- [What is expected]
Show each line from the records below that has the word "sunlit" in it.

- [Recorded information]
--------
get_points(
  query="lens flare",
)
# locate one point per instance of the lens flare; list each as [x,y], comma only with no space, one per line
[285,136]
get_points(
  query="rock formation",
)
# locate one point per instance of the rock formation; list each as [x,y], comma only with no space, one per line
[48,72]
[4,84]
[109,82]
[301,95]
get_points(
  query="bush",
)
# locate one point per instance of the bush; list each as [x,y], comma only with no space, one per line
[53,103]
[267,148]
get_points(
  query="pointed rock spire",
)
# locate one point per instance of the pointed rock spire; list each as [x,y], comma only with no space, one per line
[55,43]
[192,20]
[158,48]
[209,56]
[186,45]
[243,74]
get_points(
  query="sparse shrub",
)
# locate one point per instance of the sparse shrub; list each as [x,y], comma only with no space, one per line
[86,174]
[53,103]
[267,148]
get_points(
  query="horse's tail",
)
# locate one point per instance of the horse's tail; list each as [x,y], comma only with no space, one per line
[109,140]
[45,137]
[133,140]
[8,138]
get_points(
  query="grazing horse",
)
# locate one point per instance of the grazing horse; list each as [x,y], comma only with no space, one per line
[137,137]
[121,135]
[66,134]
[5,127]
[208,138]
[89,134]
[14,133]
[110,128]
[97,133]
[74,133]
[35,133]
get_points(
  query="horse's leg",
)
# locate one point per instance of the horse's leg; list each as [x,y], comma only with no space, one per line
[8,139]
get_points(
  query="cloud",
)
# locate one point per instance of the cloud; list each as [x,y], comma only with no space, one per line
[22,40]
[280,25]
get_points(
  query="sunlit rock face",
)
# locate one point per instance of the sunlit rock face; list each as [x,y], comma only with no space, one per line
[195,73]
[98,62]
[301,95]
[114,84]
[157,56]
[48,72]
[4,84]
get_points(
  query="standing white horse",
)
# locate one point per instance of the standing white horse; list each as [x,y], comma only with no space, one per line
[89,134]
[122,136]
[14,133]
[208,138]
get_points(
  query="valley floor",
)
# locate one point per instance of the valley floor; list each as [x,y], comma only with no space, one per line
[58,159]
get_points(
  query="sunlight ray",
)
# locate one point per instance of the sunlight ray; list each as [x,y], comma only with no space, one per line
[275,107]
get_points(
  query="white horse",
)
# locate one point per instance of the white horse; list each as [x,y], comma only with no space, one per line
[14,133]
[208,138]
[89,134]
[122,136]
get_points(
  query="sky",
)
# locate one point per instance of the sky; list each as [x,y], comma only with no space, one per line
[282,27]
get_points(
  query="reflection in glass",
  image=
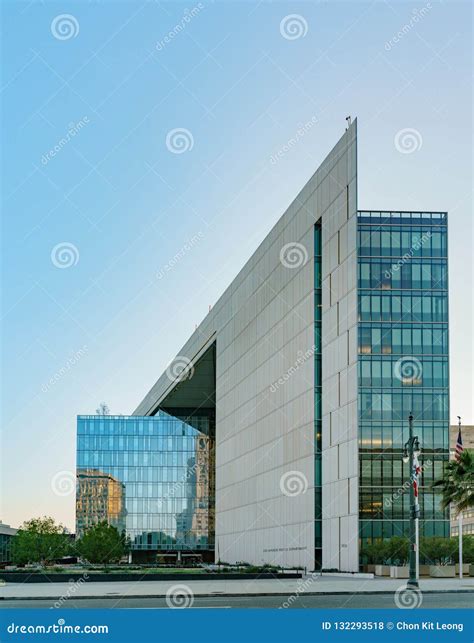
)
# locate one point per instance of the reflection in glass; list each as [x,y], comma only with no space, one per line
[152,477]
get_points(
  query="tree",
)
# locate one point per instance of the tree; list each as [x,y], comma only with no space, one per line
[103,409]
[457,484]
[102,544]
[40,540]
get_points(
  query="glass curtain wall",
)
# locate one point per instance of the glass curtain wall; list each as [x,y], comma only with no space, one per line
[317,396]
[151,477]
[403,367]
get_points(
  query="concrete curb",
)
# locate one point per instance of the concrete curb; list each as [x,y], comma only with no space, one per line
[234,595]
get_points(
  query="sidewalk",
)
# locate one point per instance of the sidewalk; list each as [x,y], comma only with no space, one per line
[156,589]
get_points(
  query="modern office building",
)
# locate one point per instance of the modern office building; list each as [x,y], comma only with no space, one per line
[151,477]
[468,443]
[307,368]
--------
- [Answer to the exercise]
  query="sunlit rock face",
# locate one point per instance of the sunlit rock face; list each as [x,y], comma only with no space, one per line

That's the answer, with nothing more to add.